- GIVEN REQUEST
Please render every line below as a Markdown table with two columns, No. and Text, giving each line its number and omitting blank lines.

- DATA SHOWN
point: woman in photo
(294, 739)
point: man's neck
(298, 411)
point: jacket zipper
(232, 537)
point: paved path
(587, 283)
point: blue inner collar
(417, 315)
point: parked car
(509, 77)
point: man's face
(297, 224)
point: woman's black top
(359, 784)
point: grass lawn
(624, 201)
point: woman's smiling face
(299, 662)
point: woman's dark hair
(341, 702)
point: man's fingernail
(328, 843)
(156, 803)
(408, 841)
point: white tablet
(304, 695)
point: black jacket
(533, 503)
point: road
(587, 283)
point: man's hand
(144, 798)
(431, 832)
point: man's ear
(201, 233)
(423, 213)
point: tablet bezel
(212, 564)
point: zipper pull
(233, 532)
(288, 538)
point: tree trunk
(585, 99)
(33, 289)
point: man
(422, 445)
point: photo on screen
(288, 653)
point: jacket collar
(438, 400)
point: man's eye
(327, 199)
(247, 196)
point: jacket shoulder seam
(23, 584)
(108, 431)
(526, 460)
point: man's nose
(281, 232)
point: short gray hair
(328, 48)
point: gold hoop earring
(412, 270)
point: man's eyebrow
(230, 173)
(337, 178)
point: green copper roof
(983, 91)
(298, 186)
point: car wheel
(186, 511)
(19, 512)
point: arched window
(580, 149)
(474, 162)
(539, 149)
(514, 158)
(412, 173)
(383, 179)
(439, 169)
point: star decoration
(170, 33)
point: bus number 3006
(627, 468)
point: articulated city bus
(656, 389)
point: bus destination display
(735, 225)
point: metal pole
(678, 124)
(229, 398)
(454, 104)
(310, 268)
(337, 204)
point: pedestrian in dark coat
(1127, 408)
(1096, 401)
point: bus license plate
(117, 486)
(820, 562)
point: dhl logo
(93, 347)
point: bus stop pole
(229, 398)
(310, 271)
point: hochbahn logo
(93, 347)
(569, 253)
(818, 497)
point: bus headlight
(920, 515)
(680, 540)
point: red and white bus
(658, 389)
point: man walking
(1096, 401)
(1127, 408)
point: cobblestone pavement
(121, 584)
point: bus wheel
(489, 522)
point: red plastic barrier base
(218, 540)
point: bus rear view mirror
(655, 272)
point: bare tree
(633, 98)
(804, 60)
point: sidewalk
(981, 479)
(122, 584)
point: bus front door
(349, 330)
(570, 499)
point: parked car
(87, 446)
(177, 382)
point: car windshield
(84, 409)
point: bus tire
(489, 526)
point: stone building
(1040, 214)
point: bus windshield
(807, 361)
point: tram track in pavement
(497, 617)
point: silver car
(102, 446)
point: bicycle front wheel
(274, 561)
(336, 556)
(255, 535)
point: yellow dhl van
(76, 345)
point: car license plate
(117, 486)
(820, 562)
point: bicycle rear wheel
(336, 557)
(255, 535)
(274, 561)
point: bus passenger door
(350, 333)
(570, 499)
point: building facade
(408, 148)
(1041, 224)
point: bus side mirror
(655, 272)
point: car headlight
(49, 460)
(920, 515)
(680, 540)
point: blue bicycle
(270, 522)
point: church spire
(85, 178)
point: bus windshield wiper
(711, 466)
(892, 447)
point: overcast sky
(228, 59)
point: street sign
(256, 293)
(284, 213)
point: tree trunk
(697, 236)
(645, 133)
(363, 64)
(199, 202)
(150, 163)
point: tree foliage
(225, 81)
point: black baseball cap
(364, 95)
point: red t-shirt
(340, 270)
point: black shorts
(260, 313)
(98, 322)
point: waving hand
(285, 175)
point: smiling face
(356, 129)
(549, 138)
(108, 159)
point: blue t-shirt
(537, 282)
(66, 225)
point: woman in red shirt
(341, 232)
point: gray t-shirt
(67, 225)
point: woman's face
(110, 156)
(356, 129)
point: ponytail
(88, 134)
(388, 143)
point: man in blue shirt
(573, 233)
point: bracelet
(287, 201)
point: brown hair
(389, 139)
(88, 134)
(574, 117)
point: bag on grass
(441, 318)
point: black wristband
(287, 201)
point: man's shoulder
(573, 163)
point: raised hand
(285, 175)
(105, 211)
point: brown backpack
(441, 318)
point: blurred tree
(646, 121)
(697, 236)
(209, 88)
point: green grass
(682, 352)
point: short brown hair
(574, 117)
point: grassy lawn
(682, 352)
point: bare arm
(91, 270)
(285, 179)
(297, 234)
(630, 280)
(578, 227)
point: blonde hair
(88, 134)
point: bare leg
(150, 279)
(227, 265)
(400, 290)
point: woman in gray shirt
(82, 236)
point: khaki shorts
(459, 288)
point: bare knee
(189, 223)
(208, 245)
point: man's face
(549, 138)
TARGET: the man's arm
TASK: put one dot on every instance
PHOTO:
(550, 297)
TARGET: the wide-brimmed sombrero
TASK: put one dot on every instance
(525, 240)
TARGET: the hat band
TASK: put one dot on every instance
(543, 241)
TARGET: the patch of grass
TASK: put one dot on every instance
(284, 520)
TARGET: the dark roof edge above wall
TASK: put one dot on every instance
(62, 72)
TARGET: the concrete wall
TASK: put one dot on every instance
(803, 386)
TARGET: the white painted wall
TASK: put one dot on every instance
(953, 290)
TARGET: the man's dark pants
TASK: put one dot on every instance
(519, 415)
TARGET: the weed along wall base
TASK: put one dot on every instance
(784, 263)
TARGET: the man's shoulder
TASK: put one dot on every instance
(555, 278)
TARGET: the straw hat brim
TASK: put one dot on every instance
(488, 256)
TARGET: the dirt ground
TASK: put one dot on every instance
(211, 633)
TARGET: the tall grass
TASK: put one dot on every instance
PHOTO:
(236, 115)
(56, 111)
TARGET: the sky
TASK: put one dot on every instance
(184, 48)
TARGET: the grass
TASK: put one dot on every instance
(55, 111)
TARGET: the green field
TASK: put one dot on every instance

- COMPLETE OUTPUT
| No. | Text |
|---|---|
| 1 | point: woman in photo |
| 2 | (294, 739) |
| 3 | point: man's neck |
| 4 | (298, 411) |
| 5 | point: jacket zipper |
| 6 | (232, 537) |
| 7 | point: paved path |
| 8 | (587, 283) |
| 9 | point: blue inner collar |
| 10 | (417, 315) |
| 11 | point: parked car |
| 12 | (509, 77) |
| 13 | point: man's face |
| 14 | (297, 224) |
| 15 | point: woman's black top |
| 16 | (359, 784) |
| 17 | point: grass lawn |
| 18 | (624, 201) |
| 19 | point: woman's smiling face |
| 20 | (299, 662) |
| 21 | point: woman's dark hair |
| 22 | (341, 702) |
| 23 | point: man's fingernail |
| 24 | (328, 843) |
| 25 | (156, 803) |
| 26 | (408, 841) |
| 27 | point: white tablet |
| 28 | (304, 695) |
| 29 | point: black jacket |
| 30 | (533, 503) |
| 31 | point: road |
| 32 | (587, 283) |
| 33 | point: man's hand |
| 34 | (144, 798) |
| 35 | (431, 832) |
| 36 | point: man's ear |
| 37 | (201, 233) |
| 38 | (423, 213) |
| 39 | point: tablet bezel |
| 40 | (212, 564) |
| 41 | point: zipper pull |
| 42 | (233, 532) |
| 43 | (288, 538) |
| 44 | point: tree trunk |
| 45 | (585, 99) |
| 46 | (33, 289) |
| 47 | point: man |
| 48 | (422, 445) |
| 49 | point: photo on screen |
| 50 | (288, 653) |
| 51 | point: jacket collar |
| 52 | (438, 400) |
| 53 | point: man's eye |
| 54 | (327, 199) |
| 55 | (247, 196) |
| 56 | point: jacket shoulder seam |
| 57 | (23, 584) |
| 58 | (108, 431) |
| 59 | (526, 460) |
| 60 | point: man's nose |
| 61 | (281, 232) |
| 62 | point: short gray hair |
| 63 | (328, 48) |
| 64 | point: gold hoop earring |
| 65 | (412, 270) |
| 66 | point: man's eyebrow |
| 67 | (230, 173) |
| 68 | (337, 178) |
| 69 | point: green copper roof |
| 70 | (983, 91) |
| 71 | (298, 186) |
| 72 | point: car wheel |
| 73 | (186, 511) |
| 74 | (19, 512) |
| 75 | point: arched window |
| 76 | (580, 149) |
| 77 | (474, 162) |
| 78 | (539, 149) |
| 79 | (514, 158) |
| 80 | (412, 173) |
| 81 | (383, 179) |
| 82 | (439, 169) |
| 83 | point: star decoration |
| 84 | (170, 33) |
| 85 | point: bus number 3006 |
| 86 | (627, 468) |
| 87 | point: articulated city bus |
| 88 | (656, 389) |
| 89 | point: bus destination display |
| 90 | (735, 225) |
| 91 | point: metal pole |
| 92 | (678, 124) |
| 93 | (229, 398) |
| 94 | (454, 104) |
| 95 | (310, 268) |
| 96 | (337, 204) |
| 97 | point: pedestrian in dark coat |
| 98 | (1127, 408) |
| 99 | (1096, 401) |
| 100 | point: bus license plate |
| 101 | (117, 486) |
| 102 | (820, 562) |
| 103 | point: dhl logo |
| 104 | (93, 347) |
| 105 | point: bus stop pole |
| 106 | (229, 398) |
| 107 | (310, 271) |
| 108 | point: hochbahn logo |
| 109 | (93, 347) |
| 110 | (569, 253) |
| 111 | (818, 497) |
| 112 | point: bus headlight |
| 113 | (920, 515) |
| 114 | (680, 540) |
| 115 | point: red and white bus |
| 116 | (658, 389) |
| 117 | point: man walking |
| 118 | (1096, 401) |
| 119 | (1127, 408) |
| 120 | point: cobblestone pavement |
| 121 | (121, 584) |
| 122 | point: bus wheel |
| 123 | (489, 522) |
| 124 | point: red plastic barrier base |
| 125 | (218, 540) |
| 126 | point: bus rear view mirror |
| 127 | (655, 272) |
| 128 | point: bare tree |
| 129 | (633, 98) |
| 130 | (804, 60) |
| 131 | point: sidewalk |
| 132 | (981, 479) |
| 133 | (122, 584) |
| 134 | point: bus front door |
| 135 | (349, 330) |
| 136 | (570, 499) |
| 137 | point: parked car |
| 138 | (87, 446) |
| 139 | (177, 382) |
| 140 | point: car windshield |
| 141 | (84, 409) |
| 142 | point: bus tire |
| 143 | (489, 526) |
| 144 | point: stone building |
| 145 | (1040, 214) |
| 146 | point: bus windshield |
| 147 | (807, 361) |
| 148 | point: tram track in pavement |
| 149 | (497, 617) |
| 150 | point: silver car |
| 151 | (102, 446) |
| 152 | point: bicycle front wheel |
| 153 | (274, 561) |
| 154 | (336, 556) |
| 155 | (255, 535) |
| 156 | point: yellow dhl van |
| 157 | (76, 345) |
| 158 | point: car license plate |
| 159 | (117, 486) |
| 160 | (820, 562) |
| 161 | point: bicycle rear wheel |
| 162 | (336, 557) |
| 163 | (255, 535) |
| 164 | (274, 561) |
| 165 | point: bus passenger door |
| 166 | (350, 333) |
| 167 | (570, 499) |
| 168 | point: building facade |
| 169 | (408, 148) |
| 170 | (1041, 224) |
| 171 | point: bus side mirror |
| 172 | (655, 272) |
| 173 | point: car headlight |
| 174 | (49, 460) |
| 175 | (920, 515) |
| 176 | (680, 540) |
| 177 | point: blue bicycle |
| 178 | (270, 522) |
| 179 | point: church spire |
| 180 | (85, 178) |
| 181 | point: bus windshield wiper |
| 182 | (711, 466) |
| 183 | (892, 447) |
| 184 | point: overcast sky |
| 185 | (228, 59) |
| 186 | point: street sign |
| 187 | (256, 293) |
| 188 | (284, 213) |
| 189 | point: tree trunk |
| 190 | (697, 236) |
| 191 | (645, 133) |
| 192 | (363, 64) |
| 193 | (199, 202) |
| 194 | (150, 163) |
| 195 | point: tree foliage |
| 196 | (225, 81) |
| 197 | point: black baseball cap |
| 198 | (364, 95) |
| 199 | point: red t-shirt |
| 200 | (340, 270) |
| 201 | point: black shorts |
| 202 | (260, 313) |
| 203 | (98, 322) |
| 204 | point: waving hand |
| 205 | (285, 175) |
| 206 | point: smiling face |
| 207 | (356, 129) |
| 208 | (549, 138) |
| 209 | (108, 159) |
| 210 | point: blue t-shirt |
| 211 | (537, 282) |
| 212 | (66, 225) |
| 213 | point: woman in red shirt |
| 214 | (341, 232) |
| 215 | point: gray t-shirt |
| 216 | (67, 225) |
| 217 | point: woman's face |
| 218 | (110, 156) |
| 219 | (356, 129) |
| 220 | point: ponytail |
| 221 | (88, 134) |
| 222 | (388, 143) |
| 223 | point: man in blue shirt |
| 224 | (573, 233) |
| 225 | point: bracelet |
| 226 | (287, 201) |
| 227 | point: brown hair |
| 228 | (389, 139) |
| 229 | (88, 134) |
| 230 | (574, 117) |
| 231 | point: bag on grass |
| 232 | (441, 318) |
| 233 | point: black wristband |
| 234 | (287, 201) |
| 235 | point: man's shoulder |
| 236 | (573, 163) |
| 237 | point: raised hand |
| 238 | (285, 175) |
| 239 | (105, 211) |
| 240 | point: brown backpack |
| 241 | (441, 318) |
| 242 | point: blurred tree |
| 243 | (646, 121) |
| 244 | (697, 236) |
| 245 | (209, 88) |
| 246 | point: green grass |
| 247 | (682, 352) |
| 248 | point: short brown hair |
| 249 | (574, 117) |
| 250 | point: grassy lawn |
| 251 | (682, 352) |
| 252 | point: bare arm |
| 253 | (91, 270) |
| 254 | (285, 179) |
| 255 | (297, 234) |
| 256 | (630, 280) |
| 257 | (578, 227) |
| 258 | point: blonde hair |
| 259 | (88, 134) |
| 260 | point: bare leg |
| 261 | (150, 279) |
| 262 | (227, 265) |
| 263 | (400, 290) |
| 264 | point: woman in gray shirt |
| 265 | (82, 236) |
| 266 | point: khaki shorts |
| 267 | (459, 288) |
| 268 | point: bare knee |
| 269 | (189, 223) |
| 270 | (208, 245) |
| 271 | point: man's face |
| 272 | (549, 138) |
| 273 | TARGET: the man's arm |
| 274 | TASK: put one dot on every instance |
| 275 | PHOTO: |
| 276 | (550, 297) |
| 277 | TARGET: the wide-brimmed sombrero |
| 278 | TASK: put one dot on every instance |
| 279 | (525, 240) |
| 280 | TARGET: the hat band |
| 281 | TASK: put one dot on every instance |
| 282 | (543, 241) |
| 283 | TARGET: the patch of grass |
| 284 | TASK: put one dot on every instance |
| 285 | (284, 520) |
| 286 | TARGET: the dark roof edge above wall |
| 287 | TASK: put one dot on every instance |
| 288 | (62, 72) |
| 289 | TARGET: the concrete wall |
| 290 | TASK: put one dot on every instance |
| 291 | (803, 386) |
| 292 | TARGET: the white painted wall |
| 293 | TASK: put one dot on every instance |
| 294 | (953, 290) |
| 295 | TARGET: the man's dark pants |
| 296 | TASK: put one dot on every instance |
| 297 | (519, 415) |
| 298 | TARGET: the weed along wall base |
| 299 | TASK: put one dot on every instance |
| 300 | (784, 263) |
| 301 | TARGET: the man's shoulder |
| 302 | TASK: put one dot on every instance |
| 303 | (555, 278) |
| 304 | TARGET: the straw hat brim |
| 305 | TASK: put one dot on every instance |
| 306 | (488, 256) |
| 307 | TARGET: the dirt ground |
| 308 | TASK: put one dot on every instance |
| 309 | (211, 633) |
| 310 | TARGET: the tall grass |
| 311 | TASK: put one dot on every instance |
| 312 | PHOTO: |
| 313 | (236, 115) |
| 314 | (56, 111) |
| 315 | TARGET: the sky |
| 316 | TASK: put one dot on every instance |
| 317 | (184, 48) |
| 318 | TARGET: the grass |
| 319 | TASK: put one dot on every instance |
| 320 | (55, 111) |
| 321 | TARGET: the green field |
| 322 | TASK: put one dot on every instance |